* **WHAT YOU WILL DO**
Copy the records below word for word, from the line that contains "Pin the printed" through the last line of the records, keeping both ends.

Begin

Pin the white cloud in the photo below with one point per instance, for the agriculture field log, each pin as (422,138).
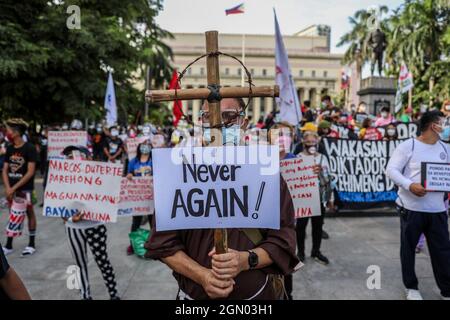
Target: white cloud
(293,15)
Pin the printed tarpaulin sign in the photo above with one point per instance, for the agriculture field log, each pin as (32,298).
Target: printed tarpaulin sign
(217,187)
(136,197)
(132,144)
(435,176)
(303,185)
(58,140)
(86,187)
(359,171)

End

* **RESPONSE BELOW**
Pin the printed tarpaulin sign in the photo above with one point per instance, for the agriculture field log, each pin as (32,298).
Target: printed tarpaulin sign
(217,187)
(136,197)
(132,144)
(435,176)
(303,185)
(58,140)
(86,187)
(359,171)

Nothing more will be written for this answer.